> Quoted text:
This isn’t world shattering. Two kids, two seducers, a summer of love. There are thousands of films and novels that tackle the same, but these characters are so intense, so real, so three-dimensional, you slip so quickly into their skins and sense their frustrations, bewilderment and pleasure with each new revelation. Cleanth, a wealthy Vietnam vet who spent time in Fort Leavenworth military prison, is a tornado that tears away the fabric of A’s and Jane’s lives and replaces certainty with a manic house of cards. The abundance of coke fuels the dance and incidentally makes the restaurant very busy. They have enough warning. Cleanth declares on their first night ‘God help us, the monster is abroad, you’d better leave now, A, while there’s still time, and take Jane with you, or else ...’ but they do not heed the warning, monsters can be very tempting.

> Supplied data:
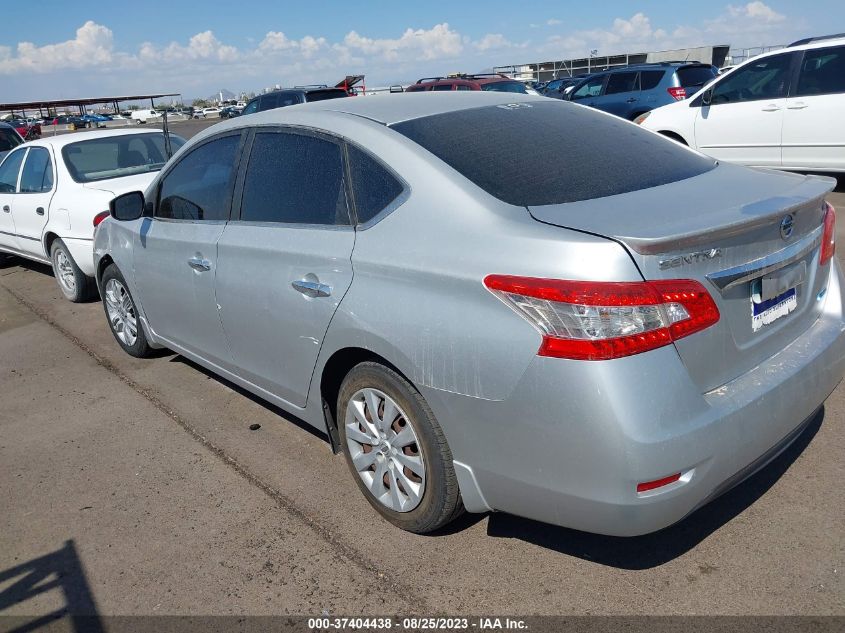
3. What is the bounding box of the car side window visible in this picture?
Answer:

> Given instruction:
Write out the passage about Cleanth word for word, between "This isn’t world" and "be very tempting.", inclusive.

> Solution to the problem:
This isn’t world shattering. Two kids, two seducers, a summer of love. There are thousands of films and novels that tackle the same, but these characters are so intense, so real, so three-dimensional, you slip so quickly into their skins and sense their frustrations, bewilderment and pleasure with each new revelation. Cleanth, a wealthy Vietnam vet who spent time in Fort Leavenworth military prison, is a tornado that tears away the fabric of A’s and Jane’s lives and replaces certainty with a manic house of cards. The abundance of coke fuels the dance and incidentally makes the restaurant very busy. They have enough warning. Cleanth declares on their first night ‘God help us, the monster is abroad, you’d better leave now, A, while there’s still time, and take Jane with you, or else ...’ but they do not heed the warning, monsters can be very tempting.